Skip to content

Tools to generate patient-to-research subject mapping files based on inputs from REDCap projects

License

Notifications You must be signed in to change notification settings

ctsit/research-subject-mapper

Repository files navigation

Research Subject Mapper

Research Subject Mapper is a tool designed to serve the needs of multi-center studies to prevent exposure of medical record identifiers to the data coordination center while allowing the data coordination center to specify data collection periods for the research subjects. The intended usage of this tool is to combine authoritative data from a research subject data store with identifiable data at a data collection site to generate inputs for queries of an Electronic Health Record (EHR).

Working with research-subject-mapper executable(egg file):

Requirements:

To successfully run the Research Subject Mapper tool on the target machine please install the software below before going any further.

**RAW DATA:**
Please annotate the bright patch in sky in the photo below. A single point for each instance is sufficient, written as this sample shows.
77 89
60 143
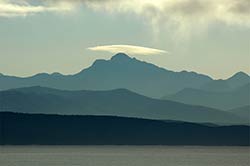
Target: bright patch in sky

**YOUR ASSIGNMENT:** Could you update the Research Subject Mapper text from "Research Subject Mapper is" through "Health Record (EHR)." by putting "coordinating center" in place of "data coordination center" and giving that part again?

**WORKED SOLUTION:**
Research Subject Mapper is a tool designed to serve the needs of multi-center studies to prevent exposure of medical record identifiers to the coordinating center while allowing the coordinating center to specify data collection periods for the research subjects. The intended usage of this tool is to combine authoritative data from a research subject data store with identifiable data at a data collection site to generate inputs for queries of an Electronic Health Record (EHR).